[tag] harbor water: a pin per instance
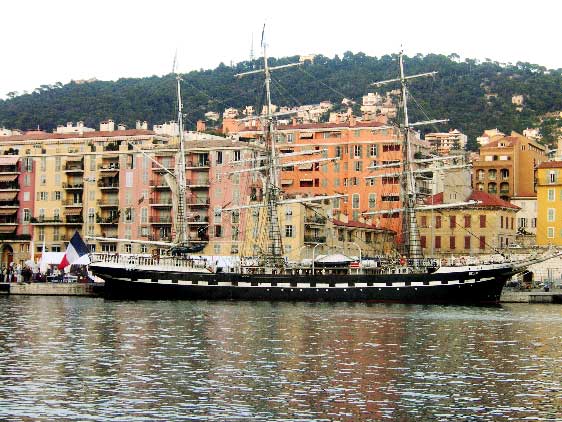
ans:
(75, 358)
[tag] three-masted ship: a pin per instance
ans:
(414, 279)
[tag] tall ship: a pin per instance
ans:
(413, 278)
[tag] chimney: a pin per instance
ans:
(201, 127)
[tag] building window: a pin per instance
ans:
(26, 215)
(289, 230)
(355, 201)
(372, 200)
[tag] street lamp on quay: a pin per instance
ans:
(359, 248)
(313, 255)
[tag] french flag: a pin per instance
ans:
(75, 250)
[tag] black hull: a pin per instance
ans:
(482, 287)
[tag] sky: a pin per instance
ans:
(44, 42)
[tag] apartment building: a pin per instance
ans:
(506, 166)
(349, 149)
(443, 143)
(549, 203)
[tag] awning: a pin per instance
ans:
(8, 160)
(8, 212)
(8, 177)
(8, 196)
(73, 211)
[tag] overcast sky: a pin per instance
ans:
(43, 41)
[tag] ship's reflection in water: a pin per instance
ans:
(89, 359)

◆ ◆ ◆ ◆ ◆

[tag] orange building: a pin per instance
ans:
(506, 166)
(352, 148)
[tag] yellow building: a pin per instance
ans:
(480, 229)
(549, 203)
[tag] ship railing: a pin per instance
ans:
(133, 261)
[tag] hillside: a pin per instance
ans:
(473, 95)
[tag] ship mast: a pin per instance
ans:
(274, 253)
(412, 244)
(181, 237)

◆ ◆ ◆ ◆ ◆

PROBLEM TO SOLVE -
Return each line of the entries that holds the string "ship".

TASK RESPONSE -
[tag] three-masted ship: a pin per instance
[tag] tall ship: a pin per instance
[tag] ship's reflection in water: a pin per instance
[tag] ship railing: a pin per instance
[tag] ship mast: a pin per instance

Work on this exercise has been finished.